# [Problem]
Search the data for the string "patterned" and copy each line where it turns up.

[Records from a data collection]
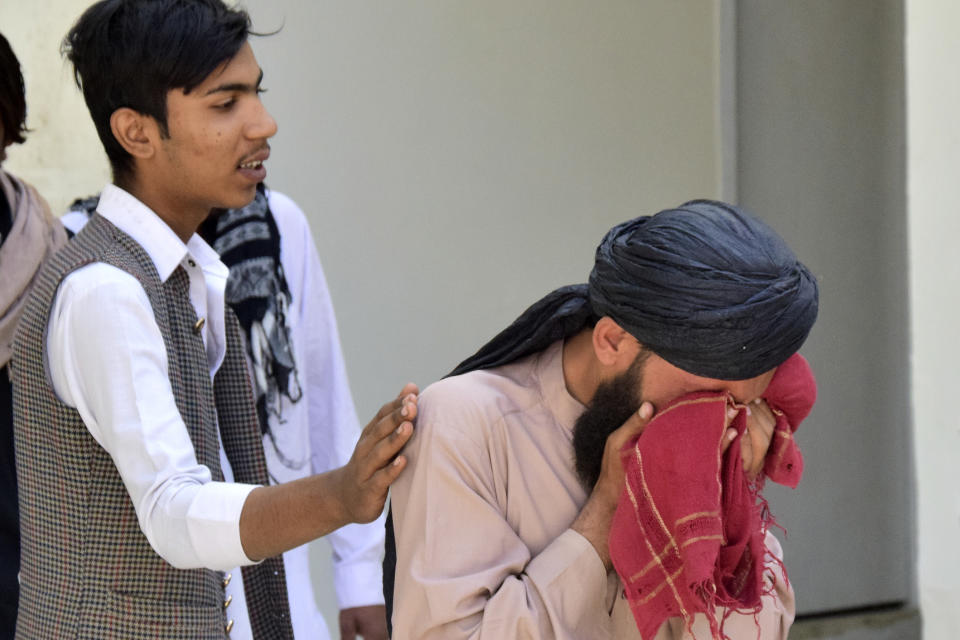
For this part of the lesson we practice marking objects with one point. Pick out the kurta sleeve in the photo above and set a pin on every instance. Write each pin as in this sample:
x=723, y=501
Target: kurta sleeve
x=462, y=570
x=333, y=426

--

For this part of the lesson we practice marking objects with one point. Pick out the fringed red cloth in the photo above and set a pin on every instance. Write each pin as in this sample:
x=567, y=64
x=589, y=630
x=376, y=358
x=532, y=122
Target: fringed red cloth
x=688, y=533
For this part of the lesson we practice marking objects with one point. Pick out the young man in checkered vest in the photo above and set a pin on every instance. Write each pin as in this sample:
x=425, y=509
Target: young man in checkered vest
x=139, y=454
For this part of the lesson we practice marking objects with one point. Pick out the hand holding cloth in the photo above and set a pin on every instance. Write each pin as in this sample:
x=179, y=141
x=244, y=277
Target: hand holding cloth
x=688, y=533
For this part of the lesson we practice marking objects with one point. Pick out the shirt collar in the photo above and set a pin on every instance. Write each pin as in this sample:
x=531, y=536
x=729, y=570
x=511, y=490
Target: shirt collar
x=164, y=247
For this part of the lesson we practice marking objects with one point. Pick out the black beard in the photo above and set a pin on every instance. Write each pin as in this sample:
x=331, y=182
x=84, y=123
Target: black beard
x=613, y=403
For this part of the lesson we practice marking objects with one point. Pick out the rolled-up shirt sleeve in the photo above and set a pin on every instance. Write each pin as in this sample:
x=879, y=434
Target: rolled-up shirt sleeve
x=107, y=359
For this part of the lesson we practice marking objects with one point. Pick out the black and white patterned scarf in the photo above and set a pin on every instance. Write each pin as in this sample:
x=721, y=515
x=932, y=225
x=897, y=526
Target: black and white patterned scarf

# [Answer to this exercise]
For this part of the lesson we practice marking objects with one point. Pick out the black and white patterned scarf in the photo above and set a pin on every instance. Write each pin as in this sample:
Target: black and white patterned scarf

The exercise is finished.